Task objective - Reproduce the data word for word, starting at the line that contains "form [(279, 479)]." and ending at the last line of the data.

Supplied data -
»»

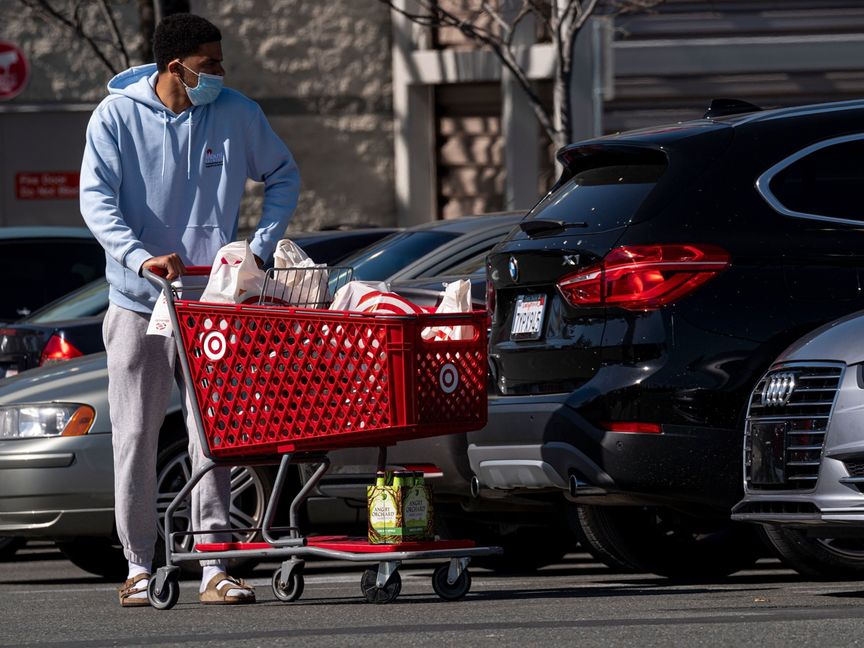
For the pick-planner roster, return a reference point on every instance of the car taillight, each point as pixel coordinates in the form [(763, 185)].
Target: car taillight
[(632, 427), (58, 349), (644, 277), (490, 296)]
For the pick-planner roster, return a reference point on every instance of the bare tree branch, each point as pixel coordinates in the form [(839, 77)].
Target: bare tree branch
[(563, 19), (49, 13), (115, 32)]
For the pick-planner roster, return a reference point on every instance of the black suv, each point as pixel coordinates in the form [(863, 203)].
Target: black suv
[(639, 303)]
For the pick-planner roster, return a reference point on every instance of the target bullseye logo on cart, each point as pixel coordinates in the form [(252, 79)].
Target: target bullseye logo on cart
[(448, 378), (214, 345)]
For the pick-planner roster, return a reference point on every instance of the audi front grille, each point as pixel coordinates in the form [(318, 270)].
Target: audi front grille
[(786, 424)]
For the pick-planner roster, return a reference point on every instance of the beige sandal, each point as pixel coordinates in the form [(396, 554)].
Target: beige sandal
[(214, 595), (130, 588)]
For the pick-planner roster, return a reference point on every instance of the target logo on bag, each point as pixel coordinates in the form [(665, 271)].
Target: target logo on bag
[(215, 345), (448, 378), (380, 302)]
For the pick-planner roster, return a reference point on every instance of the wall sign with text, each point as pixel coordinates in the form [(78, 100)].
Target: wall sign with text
[(47, 185)]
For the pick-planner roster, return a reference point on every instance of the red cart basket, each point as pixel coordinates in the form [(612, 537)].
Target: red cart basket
[(273, 383)]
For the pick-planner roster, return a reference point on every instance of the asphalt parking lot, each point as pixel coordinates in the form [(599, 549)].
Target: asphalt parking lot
[(47, 602)]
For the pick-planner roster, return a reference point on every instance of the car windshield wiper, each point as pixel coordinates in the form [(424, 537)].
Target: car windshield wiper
[(539, 225)]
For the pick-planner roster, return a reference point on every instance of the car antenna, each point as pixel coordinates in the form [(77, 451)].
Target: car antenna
[(724, 107)]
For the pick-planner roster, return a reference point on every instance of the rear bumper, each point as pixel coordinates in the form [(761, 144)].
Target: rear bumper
[(539, 442), (58, 487)]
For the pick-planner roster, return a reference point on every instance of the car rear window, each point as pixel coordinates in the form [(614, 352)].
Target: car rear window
[(89, 301), (389, 255), (603, 196), (826, 182), (44, 270)]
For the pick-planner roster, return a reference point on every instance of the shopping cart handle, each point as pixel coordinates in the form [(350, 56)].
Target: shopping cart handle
[(195, 271), (156, 275)]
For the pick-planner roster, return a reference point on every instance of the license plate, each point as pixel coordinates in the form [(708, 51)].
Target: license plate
[(768, 453), (528, 317)]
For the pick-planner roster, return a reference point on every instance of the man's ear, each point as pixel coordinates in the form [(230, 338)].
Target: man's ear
[(175, 69)]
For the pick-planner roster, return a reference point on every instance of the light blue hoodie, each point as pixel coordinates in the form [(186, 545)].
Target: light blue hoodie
[(154, 182)]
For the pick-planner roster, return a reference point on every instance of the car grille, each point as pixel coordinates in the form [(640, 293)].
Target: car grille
[(786, 425), (776, 508)]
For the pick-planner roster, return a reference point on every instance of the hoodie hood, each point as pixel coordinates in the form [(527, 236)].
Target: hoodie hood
[(138, 83), (153, 184)]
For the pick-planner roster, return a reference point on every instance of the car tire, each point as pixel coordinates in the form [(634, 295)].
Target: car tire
[(818, 558), (250, 490), (100, 556), (9, 545), (672, 544), (599, 546)]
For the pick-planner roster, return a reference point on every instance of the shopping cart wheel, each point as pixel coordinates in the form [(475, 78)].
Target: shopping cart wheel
[(169, 596), (289, 591), (375, 594), (450, 591)]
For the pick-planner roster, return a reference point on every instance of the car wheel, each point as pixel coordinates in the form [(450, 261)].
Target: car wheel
[(599, 546), (9, 545), (100, 556), (672, 544), (818, 558), (250, 490)]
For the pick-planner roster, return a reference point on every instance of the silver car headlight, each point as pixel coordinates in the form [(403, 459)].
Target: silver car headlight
[(31, 420)]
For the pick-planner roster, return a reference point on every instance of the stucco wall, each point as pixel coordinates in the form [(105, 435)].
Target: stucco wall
[(320, 70)]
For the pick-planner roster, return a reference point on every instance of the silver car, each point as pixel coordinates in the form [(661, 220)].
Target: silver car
[(804, 453), (56, 471)]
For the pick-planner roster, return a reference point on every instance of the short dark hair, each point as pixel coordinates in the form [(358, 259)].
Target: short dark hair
[(180, 35)]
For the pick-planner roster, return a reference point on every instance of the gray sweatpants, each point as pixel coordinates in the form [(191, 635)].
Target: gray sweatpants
[(141, 372)]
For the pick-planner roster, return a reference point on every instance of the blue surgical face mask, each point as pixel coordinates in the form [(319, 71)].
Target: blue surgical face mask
[(208, 88)]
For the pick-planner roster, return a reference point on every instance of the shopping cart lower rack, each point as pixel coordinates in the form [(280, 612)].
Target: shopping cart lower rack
[(271, 383)]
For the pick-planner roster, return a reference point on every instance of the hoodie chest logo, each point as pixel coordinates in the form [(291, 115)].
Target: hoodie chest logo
[(213, 159)]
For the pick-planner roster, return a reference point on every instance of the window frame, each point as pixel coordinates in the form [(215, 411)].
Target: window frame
[(763, 182)]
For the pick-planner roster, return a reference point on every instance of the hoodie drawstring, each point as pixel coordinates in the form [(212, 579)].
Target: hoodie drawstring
[(164, 137), (189, 150)]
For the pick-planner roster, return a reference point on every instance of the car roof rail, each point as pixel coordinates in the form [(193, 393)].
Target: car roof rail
[(724, 107)]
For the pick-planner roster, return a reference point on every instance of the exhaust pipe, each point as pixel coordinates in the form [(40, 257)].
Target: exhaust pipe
[(573, 485)]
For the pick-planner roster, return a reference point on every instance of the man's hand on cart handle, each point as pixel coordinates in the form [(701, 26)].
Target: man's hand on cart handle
[(170, 265)]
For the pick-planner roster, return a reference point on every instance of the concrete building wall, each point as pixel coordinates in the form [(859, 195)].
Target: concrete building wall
[(320, 70)]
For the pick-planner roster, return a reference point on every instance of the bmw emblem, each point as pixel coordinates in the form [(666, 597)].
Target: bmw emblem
[(514, 269)]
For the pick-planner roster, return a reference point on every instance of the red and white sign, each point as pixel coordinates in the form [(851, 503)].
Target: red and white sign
[(47, 185), (14, 70)]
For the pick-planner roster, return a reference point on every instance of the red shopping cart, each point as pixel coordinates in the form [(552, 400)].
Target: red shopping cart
[(273, 383)]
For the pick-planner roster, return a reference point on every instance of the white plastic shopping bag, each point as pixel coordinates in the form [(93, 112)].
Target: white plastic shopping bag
[(347, 297), (296, 280), (457, 299), (235, 277), (160, 320), (371, 297)]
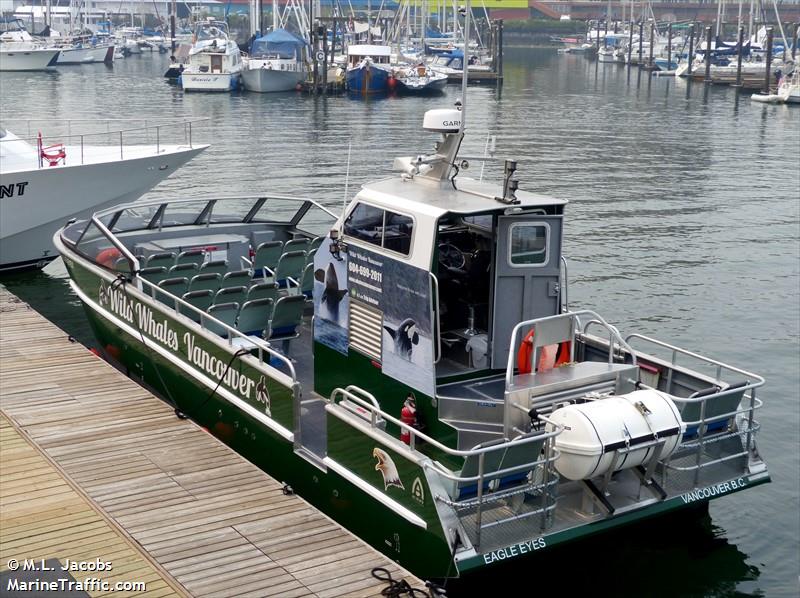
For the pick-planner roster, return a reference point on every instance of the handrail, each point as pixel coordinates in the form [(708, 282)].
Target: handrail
[(564, 288), (145, 127), (33, 140), (438, 322), (353, 389), (703, 358), (207, 198), (116, 243), (435, 443), (573, 315), (232, 332)]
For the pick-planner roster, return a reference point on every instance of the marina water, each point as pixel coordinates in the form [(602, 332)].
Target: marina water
[(683, 223)]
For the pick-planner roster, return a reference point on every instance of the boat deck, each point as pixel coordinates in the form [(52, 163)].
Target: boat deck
[(122, 479)]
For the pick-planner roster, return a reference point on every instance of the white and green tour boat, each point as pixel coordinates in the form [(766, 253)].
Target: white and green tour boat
[(412, 367)]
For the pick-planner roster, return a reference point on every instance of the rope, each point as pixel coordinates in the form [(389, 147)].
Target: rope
[(397, 588)]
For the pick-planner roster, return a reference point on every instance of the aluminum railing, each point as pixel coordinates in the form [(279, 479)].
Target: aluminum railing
[(752, 381), (482, 477), (149, 133), (613, 334), (143, 284)]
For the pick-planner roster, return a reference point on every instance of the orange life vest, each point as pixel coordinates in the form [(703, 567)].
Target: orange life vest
[(550, 356)]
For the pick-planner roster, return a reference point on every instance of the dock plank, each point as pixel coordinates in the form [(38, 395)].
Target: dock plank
[(170, 503)]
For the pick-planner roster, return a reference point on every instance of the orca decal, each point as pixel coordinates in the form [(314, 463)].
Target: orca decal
[(332, 292), (405, 337)]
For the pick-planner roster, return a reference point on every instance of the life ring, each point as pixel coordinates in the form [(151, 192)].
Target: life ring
[(550, 356), (108, 257)]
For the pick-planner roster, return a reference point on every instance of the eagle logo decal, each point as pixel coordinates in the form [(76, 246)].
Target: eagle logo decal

««

Worked answer -
For the pick-planner roster, return a reference point on every instance of the aluminum railing, each point as pixel coordinates in the form [(279, 479)].
Target: aluminum railing
[(752, 381), (482, 477), (149, 133), (613, 334), (143, 284)]
For the pick-planner roster, return a reference point on every instance of the orange life vest, each point as pixel coordinates in the form [(703, 567)].
Target: orange life vest
[(550, 356)]
For the pick-planner roster, return a reference point on every instance of the dock plank, each point as pixel coordinates in the form [(38, 395)].
Target: dock plank
[(170, 503)]
For the pick-planner roster, return a reference point on every instance of the orca decal, each point as pixel coordinates in the form [(314, 463)].
Target: orca decal
[(332, 292), (405, 337)]
For the pick-planner roster, return a reference point on every instance of the life ring, each point as pixel coordinates in the form [(151, 192)].
Target: life ring
[(550, 356), (108, 257)]
For the pick-planner roster, return a reference point on every instance of the eagle logo decal, each point as pixel coordinates in the form [(76, 246)].
Target: eagle logo decal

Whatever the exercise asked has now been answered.